**INSTRUCTIONS TO FOLLOW:** Of the lines listed below, return exactly those that run from the line containing "You should end" through the line containing "box: [0, 0, 623, 415]", both included.
··· RECORDED INFORMATION
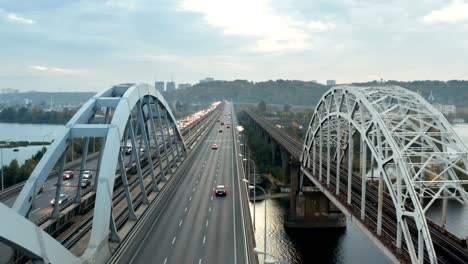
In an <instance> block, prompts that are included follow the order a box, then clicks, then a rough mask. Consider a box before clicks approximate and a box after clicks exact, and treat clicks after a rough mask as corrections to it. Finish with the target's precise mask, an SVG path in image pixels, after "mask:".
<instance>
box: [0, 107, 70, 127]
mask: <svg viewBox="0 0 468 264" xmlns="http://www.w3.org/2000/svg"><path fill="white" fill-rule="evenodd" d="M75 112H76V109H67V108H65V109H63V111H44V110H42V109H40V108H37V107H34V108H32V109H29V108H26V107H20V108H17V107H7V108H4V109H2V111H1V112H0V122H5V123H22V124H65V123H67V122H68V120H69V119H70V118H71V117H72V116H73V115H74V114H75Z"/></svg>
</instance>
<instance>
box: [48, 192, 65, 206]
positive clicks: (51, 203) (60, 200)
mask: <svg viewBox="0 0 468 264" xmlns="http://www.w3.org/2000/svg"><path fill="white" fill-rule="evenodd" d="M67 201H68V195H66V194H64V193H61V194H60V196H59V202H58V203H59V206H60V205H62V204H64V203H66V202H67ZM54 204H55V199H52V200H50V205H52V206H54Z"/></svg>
······
··· RECORDED INFORMATION
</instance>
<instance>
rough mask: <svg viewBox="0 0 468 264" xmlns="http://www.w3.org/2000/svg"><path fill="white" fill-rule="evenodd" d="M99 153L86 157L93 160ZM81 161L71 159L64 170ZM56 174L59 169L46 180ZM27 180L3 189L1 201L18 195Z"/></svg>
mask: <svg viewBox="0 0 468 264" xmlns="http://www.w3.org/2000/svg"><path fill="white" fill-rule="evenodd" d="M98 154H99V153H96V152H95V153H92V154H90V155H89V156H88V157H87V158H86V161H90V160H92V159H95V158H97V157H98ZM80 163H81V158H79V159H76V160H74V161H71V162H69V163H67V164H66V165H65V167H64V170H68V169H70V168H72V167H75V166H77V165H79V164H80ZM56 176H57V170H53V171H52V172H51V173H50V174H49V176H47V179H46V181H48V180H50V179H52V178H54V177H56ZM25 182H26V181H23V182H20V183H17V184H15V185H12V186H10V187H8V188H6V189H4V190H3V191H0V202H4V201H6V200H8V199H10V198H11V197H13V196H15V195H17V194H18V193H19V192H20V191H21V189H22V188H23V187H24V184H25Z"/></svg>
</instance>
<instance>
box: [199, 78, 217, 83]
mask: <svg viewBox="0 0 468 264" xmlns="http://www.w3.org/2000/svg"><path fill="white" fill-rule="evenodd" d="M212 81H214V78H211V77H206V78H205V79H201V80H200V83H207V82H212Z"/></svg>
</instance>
······
··· RECORDED INFORMATION
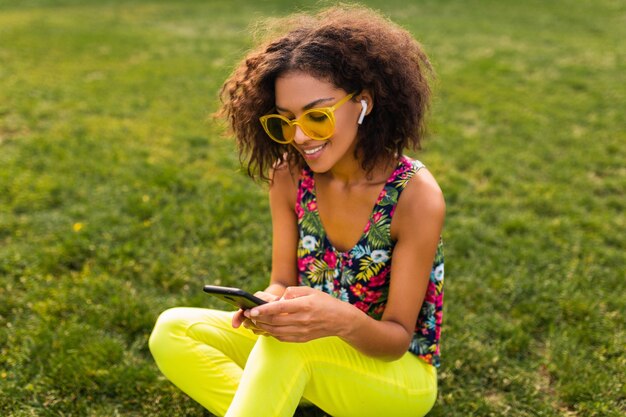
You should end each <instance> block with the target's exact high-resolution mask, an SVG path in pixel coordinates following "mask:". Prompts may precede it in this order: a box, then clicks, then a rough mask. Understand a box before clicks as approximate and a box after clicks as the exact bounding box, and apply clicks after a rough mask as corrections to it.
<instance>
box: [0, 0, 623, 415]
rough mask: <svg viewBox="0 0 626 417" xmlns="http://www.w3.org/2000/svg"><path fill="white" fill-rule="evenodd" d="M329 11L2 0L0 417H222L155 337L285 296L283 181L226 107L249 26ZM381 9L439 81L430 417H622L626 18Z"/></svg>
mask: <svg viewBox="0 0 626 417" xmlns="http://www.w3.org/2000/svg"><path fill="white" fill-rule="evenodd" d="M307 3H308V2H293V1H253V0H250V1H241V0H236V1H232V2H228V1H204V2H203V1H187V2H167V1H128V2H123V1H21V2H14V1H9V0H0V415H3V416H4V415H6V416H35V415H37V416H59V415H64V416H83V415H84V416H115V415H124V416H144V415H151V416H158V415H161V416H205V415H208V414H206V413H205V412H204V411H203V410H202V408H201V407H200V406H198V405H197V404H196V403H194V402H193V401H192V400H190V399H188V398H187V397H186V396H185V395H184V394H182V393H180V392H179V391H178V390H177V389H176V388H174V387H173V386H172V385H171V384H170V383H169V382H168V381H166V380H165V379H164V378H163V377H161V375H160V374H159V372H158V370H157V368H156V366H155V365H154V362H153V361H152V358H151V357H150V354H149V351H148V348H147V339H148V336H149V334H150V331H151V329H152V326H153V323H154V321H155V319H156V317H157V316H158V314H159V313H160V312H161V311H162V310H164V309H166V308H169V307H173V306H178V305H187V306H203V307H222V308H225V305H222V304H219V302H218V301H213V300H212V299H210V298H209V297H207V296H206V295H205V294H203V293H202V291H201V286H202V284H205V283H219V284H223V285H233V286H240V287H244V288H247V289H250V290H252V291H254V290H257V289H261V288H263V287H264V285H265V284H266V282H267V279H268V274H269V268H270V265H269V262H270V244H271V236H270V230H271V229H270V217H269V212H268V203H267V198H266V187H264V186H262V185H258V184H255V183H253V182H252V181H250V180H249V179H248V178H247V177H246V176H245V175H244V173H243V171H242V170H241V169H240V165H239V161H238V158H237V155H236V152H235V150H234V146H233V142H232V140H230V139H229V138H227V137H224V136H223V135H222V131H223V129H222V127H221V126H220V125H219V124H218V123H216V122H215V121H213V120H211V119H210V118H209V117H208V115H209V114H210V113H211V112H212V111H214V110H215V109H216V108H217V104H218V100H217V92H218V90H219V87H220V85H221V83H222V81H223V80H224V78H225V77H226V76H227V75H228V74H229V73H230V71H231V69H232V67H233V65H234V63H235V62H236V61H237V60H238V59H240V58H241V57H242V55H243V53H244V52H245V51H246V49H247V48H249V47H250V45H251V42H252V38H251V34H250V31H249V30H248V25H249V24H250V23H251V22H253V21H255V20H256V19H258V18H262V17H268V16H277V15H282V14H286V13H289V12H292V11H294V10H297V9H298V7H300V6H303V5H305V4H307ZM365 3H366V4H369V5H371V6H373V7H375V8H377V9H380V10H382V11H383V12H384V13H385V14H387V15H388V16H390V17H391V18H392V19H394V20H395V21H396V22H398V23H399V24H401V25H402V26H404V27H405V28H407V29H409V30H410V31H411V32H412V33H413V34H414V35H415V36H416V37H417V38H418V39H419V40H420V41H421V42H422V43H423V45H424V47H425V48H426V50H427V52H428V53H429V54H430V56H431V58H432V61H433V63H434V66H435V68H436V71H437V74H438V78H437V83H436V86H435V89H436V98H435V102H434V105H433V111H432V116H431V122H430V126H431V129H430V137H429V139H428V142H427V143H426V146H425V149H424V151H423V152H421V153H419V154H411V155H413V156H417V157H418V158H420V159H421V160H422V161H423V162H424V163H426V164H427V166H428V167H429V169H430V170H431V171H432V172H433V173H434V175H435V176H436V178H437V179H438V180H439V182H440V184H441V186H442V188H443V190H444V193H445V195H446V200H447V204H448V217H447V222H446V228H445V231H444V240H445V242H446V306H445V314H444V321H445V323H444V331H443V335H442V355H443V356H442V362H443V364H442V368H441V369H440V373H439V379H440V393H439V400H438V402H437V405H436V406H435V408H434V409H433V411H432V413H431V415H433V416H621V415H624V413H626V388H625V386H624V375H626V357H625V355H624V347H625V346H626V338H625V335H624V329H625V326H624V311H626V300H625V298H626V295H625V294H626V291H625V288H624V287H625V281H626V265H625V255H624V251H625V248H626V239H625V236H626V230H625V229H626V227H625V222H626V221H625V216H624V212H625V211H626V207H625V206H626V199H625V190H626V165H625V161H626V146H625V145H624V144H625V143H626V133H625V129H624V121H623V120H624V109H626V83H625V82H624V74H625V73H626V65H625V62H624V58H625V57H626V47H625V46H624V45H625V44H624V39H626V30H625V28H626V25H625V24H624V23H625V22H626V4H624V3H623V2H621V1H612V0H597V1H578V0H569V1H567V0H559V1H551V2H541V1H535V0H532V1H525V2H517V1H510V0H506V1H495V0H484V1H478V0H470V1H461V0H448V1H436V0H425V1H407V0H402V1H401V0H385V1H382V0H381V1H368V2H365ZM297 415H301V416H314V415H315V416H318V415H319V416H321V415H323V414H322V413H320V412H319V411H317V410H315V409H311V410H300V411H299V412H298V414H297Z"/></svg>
······
**RESULT OF THE EXERCISE:**
You should end each <instance> block with the target's exact high-resolution mask, an SVG path in pixel coordinates following "mask:". Prompts may precede it in this order: a box, then clicks, then a rough mask. Understand a box before clicks as approximate and a box after clicks as the exact bounding box, and apply clicks after a rough mask as corrections to it.
<instance>
box: [0, 0, 623, 415]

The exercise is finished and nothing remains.